### EXERCISE REQUIREMENTS
Starting at the beginning of the data below and going on through the line with "[18,2,280,200]", write out each line of text again, shifting every bounding-box coordinate up by 124. Leave the pictures out of your answer.

--- start GIVEN RECORDS ---

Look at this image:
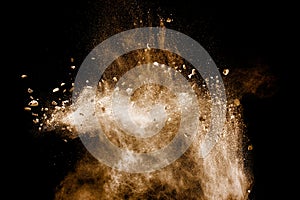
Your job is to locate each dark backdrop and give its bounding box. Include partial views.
[7,0,295,200]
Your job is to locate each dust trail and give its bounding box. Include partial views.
[18,2,280,200]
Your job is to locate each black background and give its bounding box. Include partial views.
[8,1,296,200]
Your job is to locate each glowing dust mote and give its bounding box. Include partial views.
[22,24,253,200]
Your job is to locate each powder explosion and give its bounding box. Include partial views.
[18,14,268,200]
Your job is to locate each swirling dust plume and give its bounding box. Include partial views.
[22,12,278,200]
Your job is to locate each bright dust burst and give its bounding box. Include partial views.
[22,18,257,200]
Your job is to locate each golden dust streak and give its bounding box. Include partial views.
[22,18,278,200]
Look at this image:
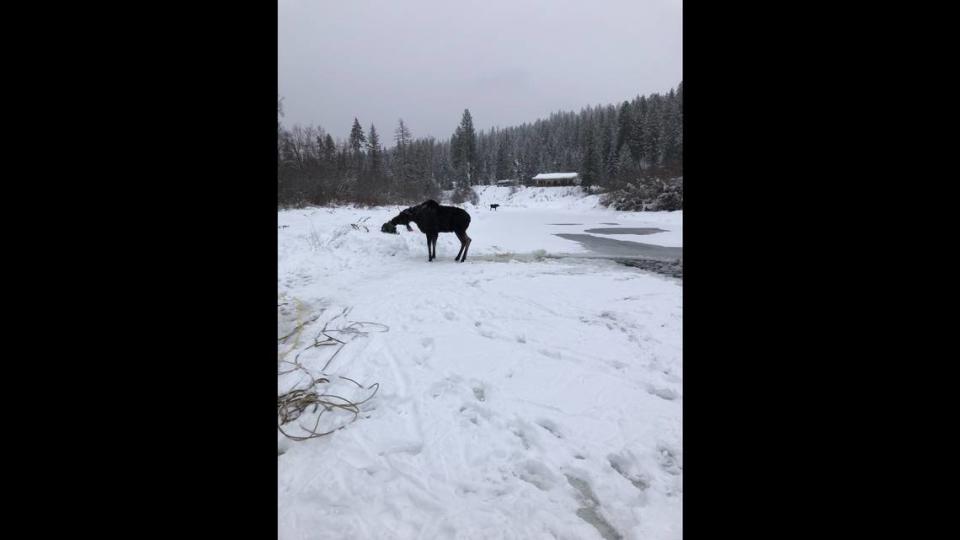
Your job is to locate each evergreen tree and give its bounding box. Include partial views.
[580,130,600,186]
[450,109,477,184]
[367,124,383,175]
[350,118,367,154]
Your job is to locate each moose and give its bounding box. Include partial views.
[380,200,471,262]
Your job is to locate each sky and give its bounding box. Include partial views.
[277,0,683,142]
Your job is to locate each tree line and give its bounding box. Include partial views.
[277,83,683,207]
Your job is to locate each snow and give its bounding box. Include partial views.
[533,173,577,180]
[277,187,683,540]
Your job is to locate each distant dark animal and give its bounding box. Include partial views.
[380,200,472,262]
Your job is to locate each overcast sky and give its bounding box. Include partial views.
[277,0,683,142]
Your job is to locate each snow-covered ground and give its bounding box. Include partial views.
[277,187,683,540]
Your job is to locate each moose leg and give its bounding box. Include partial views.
[453,231,467,261]
[460,232,473,262]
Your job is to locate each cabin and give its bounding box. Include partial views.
[530,173,580,190]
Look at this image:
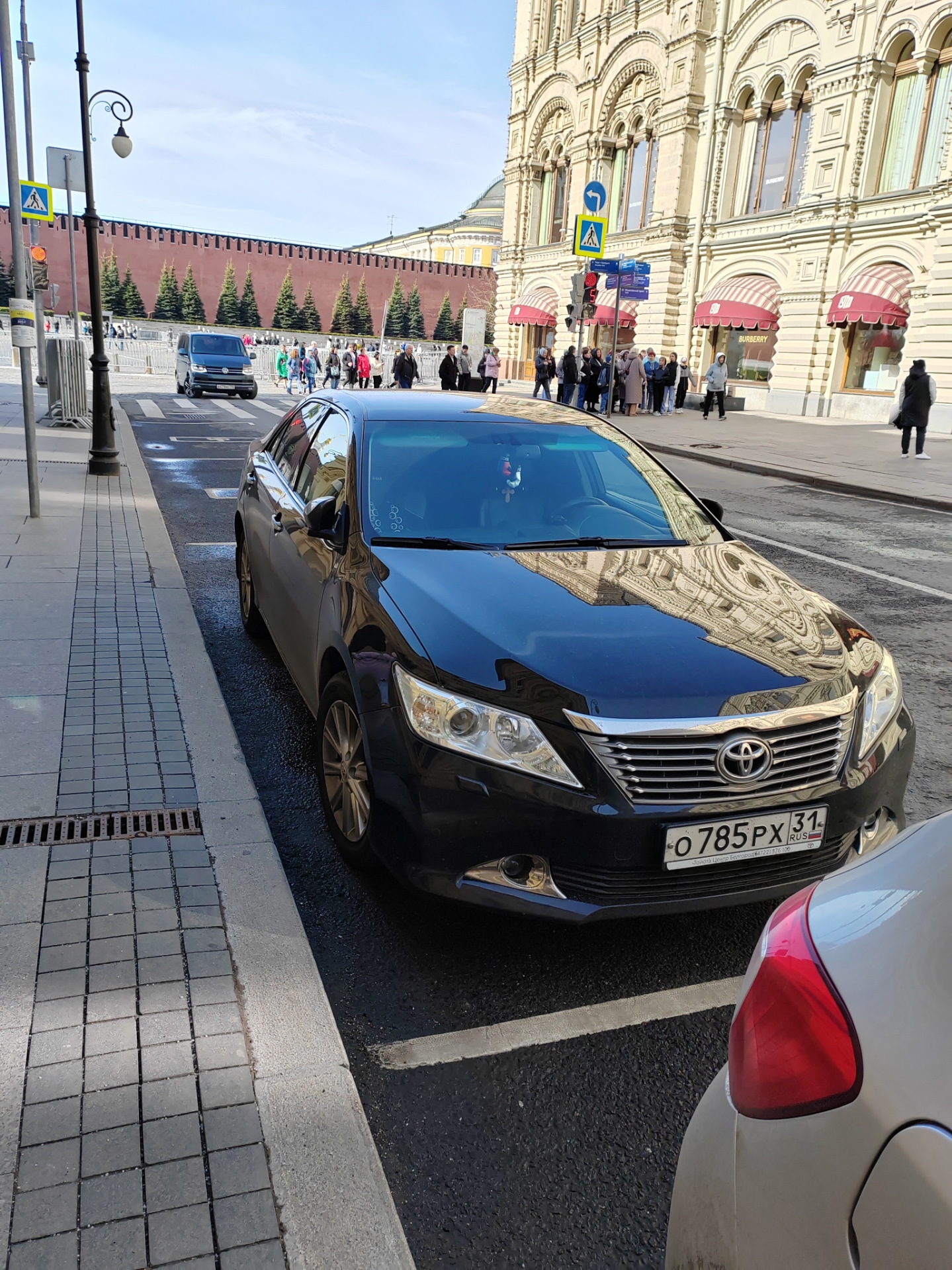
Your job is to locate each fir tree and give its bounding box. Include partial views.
[99,248,126,318]
[122,264,146,318]
[234,264,261,326]
[383,275,408,339]
[214,260,241,326]
[297,282,321,330]
[354,277,373,336]
[330,275,357,336]
[453,291,470,343]
[272,265,297,330]
[152,260,181,322]
[406,283,427,339]
[433,291,456,344]
[181,260,208,326]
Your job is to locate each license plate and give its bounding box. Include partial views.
[664,807,826,869]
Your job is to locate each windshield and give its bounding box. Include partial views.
[192,336,245,357]
[365,408,724,547]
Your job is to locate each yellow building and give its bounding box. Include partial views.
[353,177,505,269]
[496,0,952,431]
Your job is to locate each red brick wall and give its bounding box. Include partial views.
[0,208,495,336]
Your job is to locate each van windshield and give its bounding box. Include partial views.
[192,336,245,357]
[365,408,724,547]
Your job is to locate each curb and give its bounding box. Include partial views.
[638,439,952,512]
[116,405,413,1270]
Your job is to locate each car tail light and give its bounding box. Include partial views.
[728,886,863,1120]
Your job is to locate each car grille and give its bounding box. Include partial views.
[584,713,853,804]
[551,831,855,904]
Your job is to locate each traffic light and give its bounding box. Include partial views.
[29,246,50,291]
[582,273,598,320]
[565,273,585,330]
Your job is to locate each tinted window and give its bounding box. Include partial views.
[269,413,307,482]
[297,410,349,503]
[365,404,722,545]
[192,336,245,357]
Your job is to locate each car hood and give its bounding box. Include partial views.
[374,541,881,723]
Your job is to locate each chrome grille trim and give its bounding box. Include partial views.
[583,696,855,805]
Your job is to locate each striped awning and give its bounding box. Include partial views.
[695,273,781,330]
[509,287,558,326]
[826,264,913,326]
[585,286,637,330]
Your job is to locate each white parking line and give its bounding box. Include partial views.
[214,401,254,419]
[368,979,744,1071]
[731,529,952,600]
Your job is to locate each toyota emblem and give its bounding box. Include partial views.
[717,737,773,785]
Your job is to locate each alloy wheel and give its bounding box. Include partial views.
[321,701,370,842]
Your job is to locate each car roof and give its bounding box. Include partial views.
[315,388,591,427]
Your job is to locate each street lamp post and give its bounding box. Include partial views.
[74,0,132,476]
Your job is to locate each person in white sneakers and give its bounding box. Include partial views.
[892,357,938,459]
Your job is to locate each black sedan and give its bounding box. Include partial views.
[235,391,915,921]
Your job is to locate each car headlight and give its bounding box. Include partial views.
[859,649,902,758]
[394,666,582,789]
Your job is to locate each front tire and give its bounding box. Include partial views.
[235,533,267,639]
[318,673,377,869]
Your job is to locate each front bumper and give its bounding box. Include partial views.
[365,706,915,922]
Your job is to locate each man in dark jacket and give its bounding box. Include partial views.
[439,344,457,392]
[394,344,420,388]
[896,357,938,459]
[562,344,579,405]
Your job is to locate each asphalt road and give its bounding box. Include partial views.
[123,395,952,1270]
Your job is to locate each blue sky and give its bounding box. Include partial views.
[0,0,515,246]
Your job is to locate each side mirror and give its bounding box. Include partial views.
[304,495,337,539]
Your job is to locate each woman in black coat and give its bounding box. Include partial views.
[895,357,937,459]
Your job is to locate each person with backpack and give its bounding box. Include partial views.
[439,344,460,392]
[894,357,938,459]
[394,344,420,388]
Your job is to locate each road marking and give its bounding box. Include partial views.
[214,401,254,419]
[368,979,744,1072]
[730,529,952,600]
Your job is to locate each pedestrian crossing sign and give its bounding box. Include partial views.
[575,213,608,258]
[21,180,54,221]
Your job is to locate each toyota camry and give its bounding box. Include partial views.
[235,391,914,921]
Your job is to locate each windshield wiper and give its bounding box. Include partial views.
[505,537,687,551]
[370,535,499,551]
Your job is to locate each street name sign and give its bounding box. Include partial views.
[575,212,608,259]
[21,180,54,221]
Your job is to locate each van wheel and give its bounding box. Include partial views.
[318,673,377,869]
[235,533,268,639]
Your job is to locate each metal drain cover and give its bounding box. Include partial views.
[0,807,202,847]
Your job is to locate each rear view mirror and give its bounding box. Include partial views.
[304,496,337,539]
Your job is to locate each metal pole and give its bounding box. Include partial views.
[64,154,80,339]
[0,0,39,516]
[74,0,119,476]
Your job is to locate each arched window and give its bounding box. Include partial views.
[877,32,952,195]
[746,84,812,214]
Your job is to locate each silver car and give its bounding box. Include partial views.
[665,813,952,1270]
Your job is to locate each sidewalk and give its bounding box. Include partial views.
[0,398,413,1270]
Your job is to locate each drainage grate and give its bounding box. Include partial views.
[0,807,202,847]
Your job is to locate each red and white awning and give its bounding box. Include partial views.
[585,285,638,330]
[826,264,913,326]
[695,273,781,330]
[509,287,558,326]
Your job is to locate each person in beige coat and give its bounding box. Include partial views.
[625,348,648,414]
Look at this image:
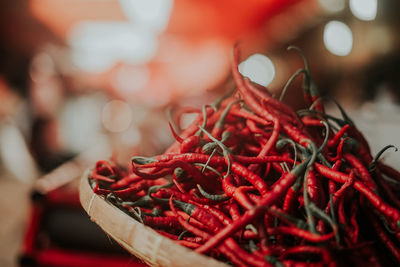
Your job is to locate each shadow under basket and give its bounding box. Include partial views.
[79,172,229,267]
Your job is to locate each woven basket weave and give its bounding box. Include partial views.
[79,172,228,267]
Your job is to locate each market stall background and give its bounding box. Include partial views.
[0,0,400,266]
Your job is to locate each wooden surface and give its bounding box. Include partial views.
[79,173,228,267]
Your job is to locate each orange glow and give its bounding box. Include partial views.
[30,0,126,38]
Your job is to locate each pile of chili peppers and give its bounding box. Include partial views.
[90,47,400,266]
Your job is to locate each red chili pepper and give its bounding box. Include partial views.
[196,160,308,253]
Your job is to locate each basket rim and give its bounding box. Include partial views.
[79,170,229,267]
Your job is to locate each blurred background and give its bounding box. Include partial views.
[0,0,400,266]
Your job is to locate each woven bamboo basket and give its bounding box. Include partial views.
[79,172,228,267]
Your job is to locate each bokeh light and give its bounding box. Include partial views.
[119,0,173,32]
[318,0,346,13]
[239,54,275,86]
[68,21,157,72]
[324,21,353,56]
[349,0,378,21]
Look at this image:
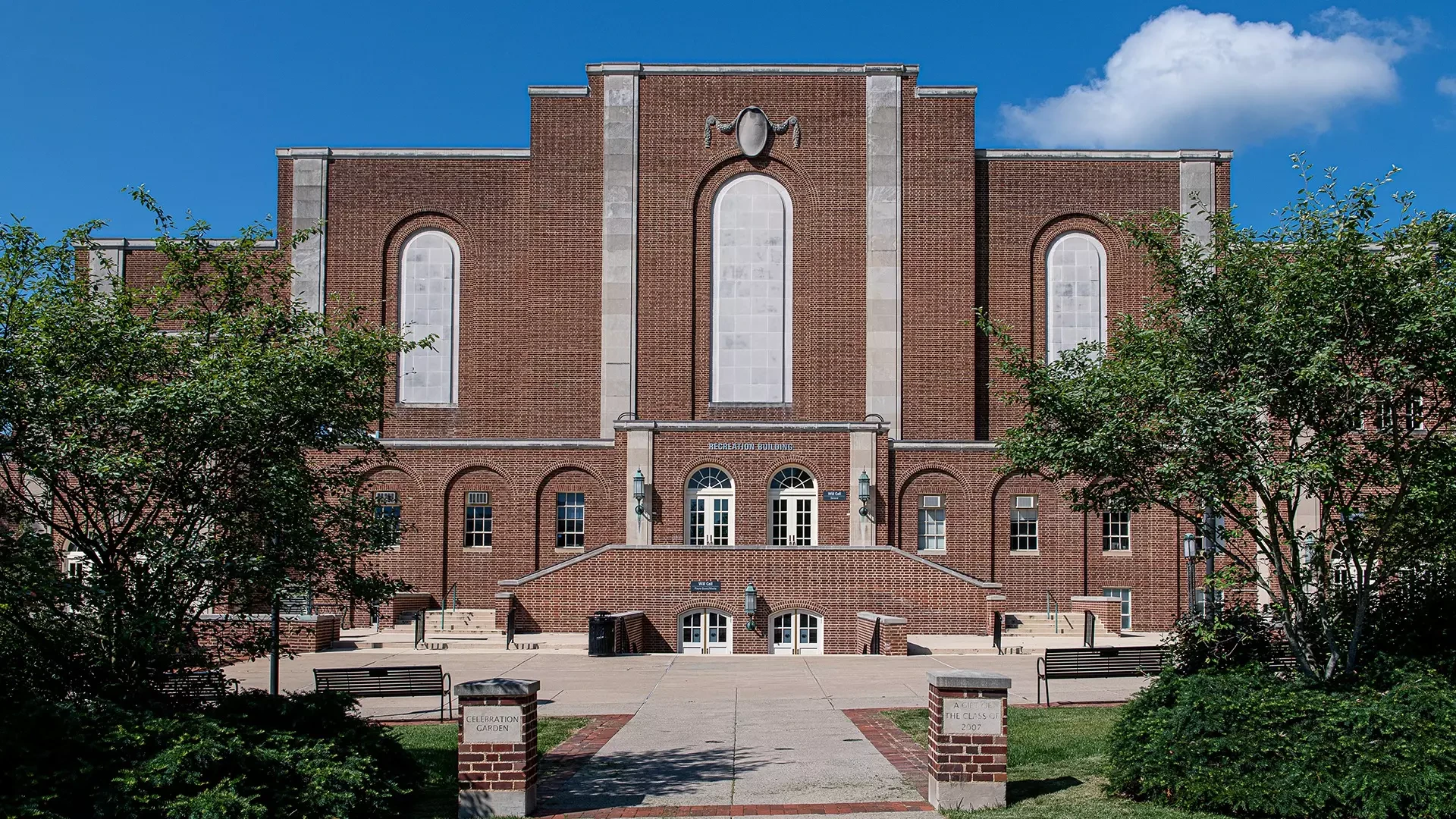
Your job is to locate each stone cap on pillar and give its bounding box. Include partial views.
[456,678,541,697]
[931,669,1010,691]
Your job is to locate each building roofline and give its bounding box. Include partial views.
[274,147,532,158]
[975,147,1233,162]
[587,63,920,76]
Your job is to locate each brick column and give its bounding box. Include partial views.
[454,679,541,819]
[927,670,1010,810]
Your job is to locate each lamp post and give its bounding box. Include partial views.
[1184,532,1198,613]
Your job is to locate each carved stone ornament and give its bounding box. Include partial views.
[703,105,799,156]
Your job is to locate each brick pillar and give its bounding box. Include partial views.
[454,679,541,819]
[927,670,1010,810]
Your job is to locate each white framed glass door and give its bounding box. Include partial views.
[769,609,824,654]
[677,609,733,654]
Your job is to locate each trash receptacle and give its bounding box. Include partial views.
[587,612,617,657]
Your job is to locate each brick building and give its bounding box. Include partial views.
[91,64,1230,653]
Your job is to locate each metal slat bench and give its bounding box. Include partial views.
[313,666,454,721]
[1037,645,1163,705]
[157,669,237,707]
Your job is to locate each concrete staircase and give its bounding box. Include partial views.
[394,609,505,637]
[1002,612,1117,645]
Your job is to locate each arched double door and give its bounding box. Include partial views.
[769,609,824,654]
[677,609,733,654]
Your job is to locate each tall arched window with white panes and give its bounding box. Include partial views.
[399,231,460,405]
[1046,232,1106,362]
[686,466,734,547]
[712,174,793,403]
[769,466,818,547]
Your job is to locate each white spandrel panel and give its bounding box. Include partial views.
[399,231,459,403]
[712,175,792,403]
[1046,227,1106,362]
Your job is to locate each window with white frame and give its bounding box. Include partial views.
[464,493,495,549]
[712,174,793,403]
[769,466,818,547]
[919,495,945,552]
[1046,227,1106,362]
[1010,495,1037,552]
[399,231,460,403]
[686,466,734,547]
[374,491,402,548]
[1102,509,1133,552]
[556,493,587,549]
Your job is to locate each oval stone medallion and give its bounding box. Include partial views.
[738,108,769,156]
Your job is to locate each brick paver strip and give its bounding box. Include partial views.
[845,708,930,795]
[536,802,935,819]
[536,714,632,803]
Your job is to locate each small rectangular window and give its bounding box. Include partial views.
[556,493,587,549]
[1102,510,1133,552]
[1010,495,1037,552]
[374,493,400,549]
[919,495,945,552]
[464,493,495,549]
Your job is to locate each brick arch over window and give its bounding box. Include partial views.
[896,463,961,554]
[536,465,605,568]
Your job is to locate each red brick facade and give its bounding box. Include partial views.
[93,65,1228,651]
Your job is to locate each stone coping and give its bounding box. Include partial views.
[924,669,1010,689]
[454,678,541,697]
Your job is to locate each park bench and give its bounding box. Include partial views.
[1037,645,1163,705]
[157,669,237,707]
[313,666,454,721]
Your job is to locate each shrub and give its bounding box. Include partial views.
[1108,670,1456,819]
[0,692,422,819]
[1166,602,1274,675]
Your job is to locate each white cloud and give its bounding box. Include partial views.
[1002,8,1420,147]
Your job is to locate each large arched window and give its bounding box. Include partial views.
[686,466,734,547]
[399,231,460,403]
[712,174,793,403]
[1046,227,1106,362]
[769,466,818,547]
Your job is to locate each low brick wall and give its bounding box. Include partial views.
[1072,598,1122,634]
[196,613,340,663]
[855,612,910,657]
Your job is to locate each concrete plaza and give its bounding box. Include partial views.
[228,650,1144,819]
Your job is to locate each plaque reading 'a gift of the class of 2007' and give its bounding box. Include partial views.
[940,698,1002,735]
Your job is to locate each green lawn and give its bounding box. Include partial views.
[885,708,1216,819]
[389,717,588,819]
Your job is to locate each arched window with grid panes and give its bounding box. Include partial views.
[1046,232,1106,362]
[769,466,818,547]
[684,466,734,547]
[399,231,460,405]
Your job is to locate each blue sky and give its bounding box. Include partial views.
[0,0,1456,236]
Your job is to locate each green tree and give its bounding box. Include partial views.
[0,190,408,702]
[983,158,1456,678]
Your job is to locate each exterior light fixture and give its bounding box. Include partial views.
[632,469,646,517]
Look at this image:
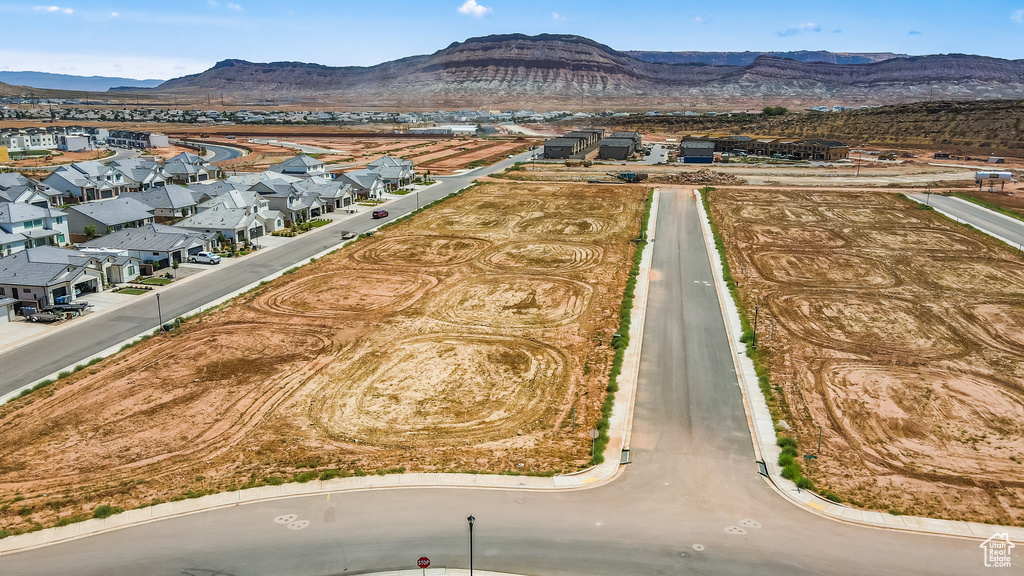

--- end GIVEN RECORDS ---

### ANSWER BELOW
Look at this image:
Your job is to locate each dark backdrop and give its bounding box. Include partial views.
[131,124,419,324]
Your job is to locate each dust trail and give its bounding box. Include partial views.
[142,126,404,324]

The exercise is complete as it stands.